**Task directions**
If a line in the entries below contains "face", copy it.

**Natural-language object grounding data**
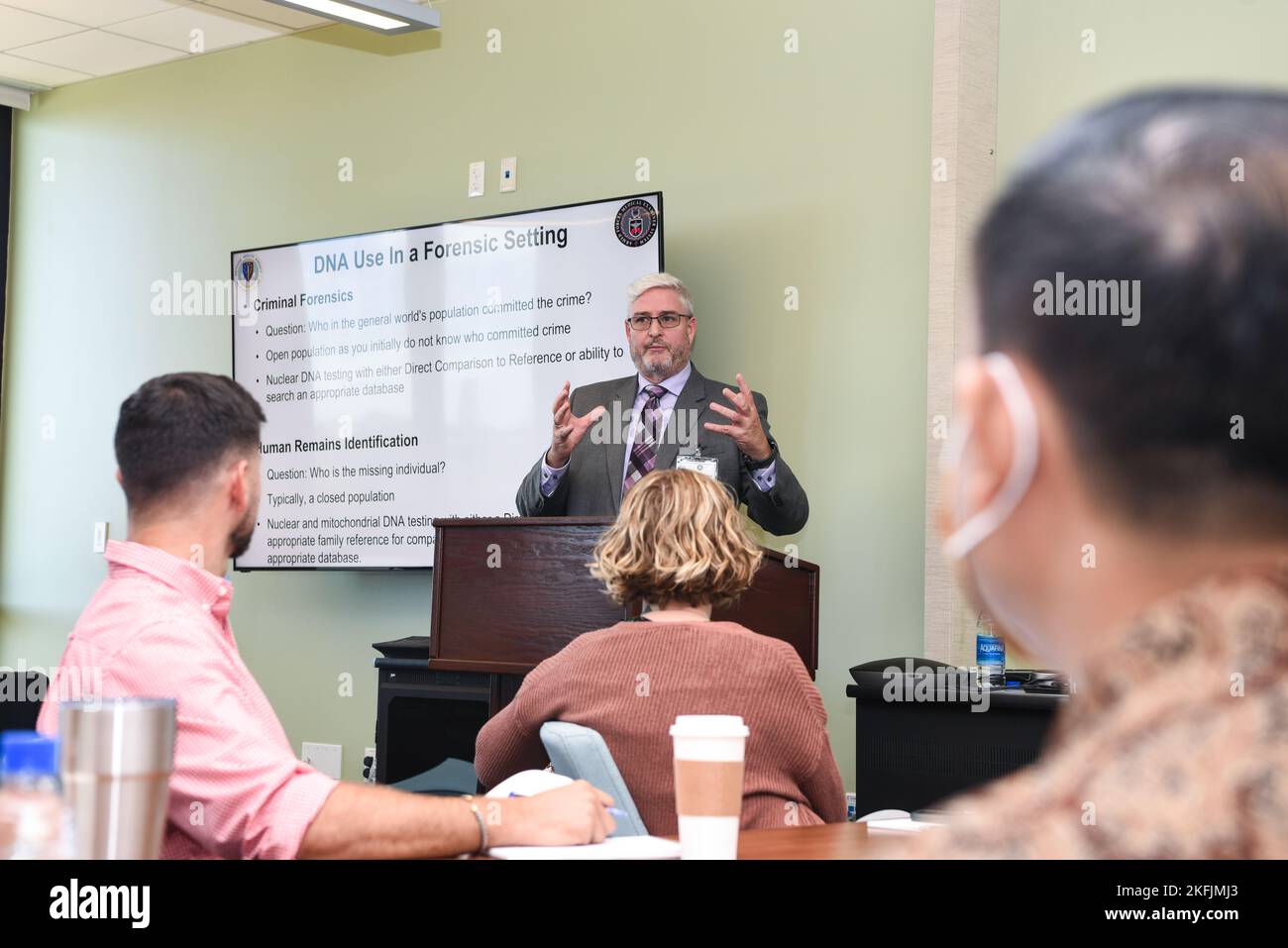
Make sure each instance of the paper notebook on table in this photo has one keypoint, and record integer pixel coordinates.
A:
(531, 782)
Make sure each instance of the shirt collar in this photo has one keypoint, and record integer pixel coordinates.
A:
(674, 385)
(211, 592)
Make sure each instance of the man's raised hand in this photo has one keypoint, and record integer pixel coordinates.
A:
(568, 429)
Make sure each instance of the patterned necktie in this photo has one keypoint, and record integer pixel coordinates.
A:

* * *

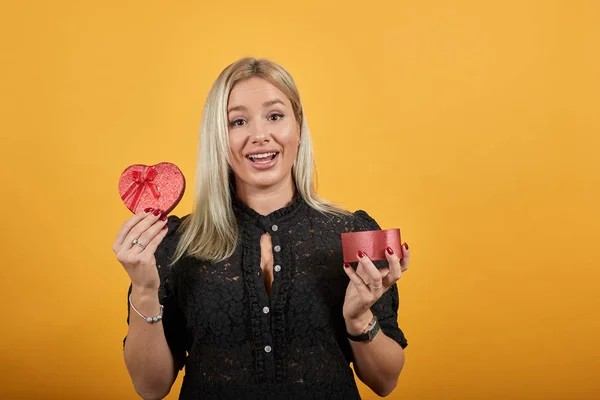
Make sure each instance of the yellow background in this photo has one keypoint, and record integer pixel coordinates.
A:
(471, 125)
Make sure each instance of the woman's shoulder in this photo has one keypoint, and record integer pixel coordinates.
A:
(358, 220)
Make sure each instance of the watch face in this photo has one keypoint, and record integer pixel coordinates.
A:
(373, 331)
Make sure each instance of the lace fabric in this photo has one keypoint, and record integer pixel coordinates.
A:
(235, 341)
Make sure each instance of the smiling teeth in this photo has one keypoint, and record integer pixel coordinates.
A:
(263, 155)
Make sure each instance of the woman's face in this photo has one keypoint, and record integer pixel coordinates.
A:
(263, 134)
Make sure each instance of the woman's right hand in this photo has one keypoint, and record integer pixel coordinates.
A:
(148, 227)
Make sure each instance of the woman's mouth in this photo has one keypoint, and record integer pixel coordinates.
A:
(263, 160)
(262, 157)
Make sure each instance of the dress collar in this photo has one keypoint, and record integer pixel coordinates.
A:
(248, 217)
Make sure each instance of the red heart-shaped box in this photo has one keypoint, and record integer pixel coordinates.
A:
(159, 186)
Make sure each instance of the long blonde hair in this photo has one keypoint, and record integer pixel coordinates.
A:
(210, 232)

**Exercise result**
Make sure each instance of the watch face in this photo has one keypoint, and record integer pixel coordinates.
Make sure each instance of the woman's face in this photo has one keypoint, and record integer pixel coordinates.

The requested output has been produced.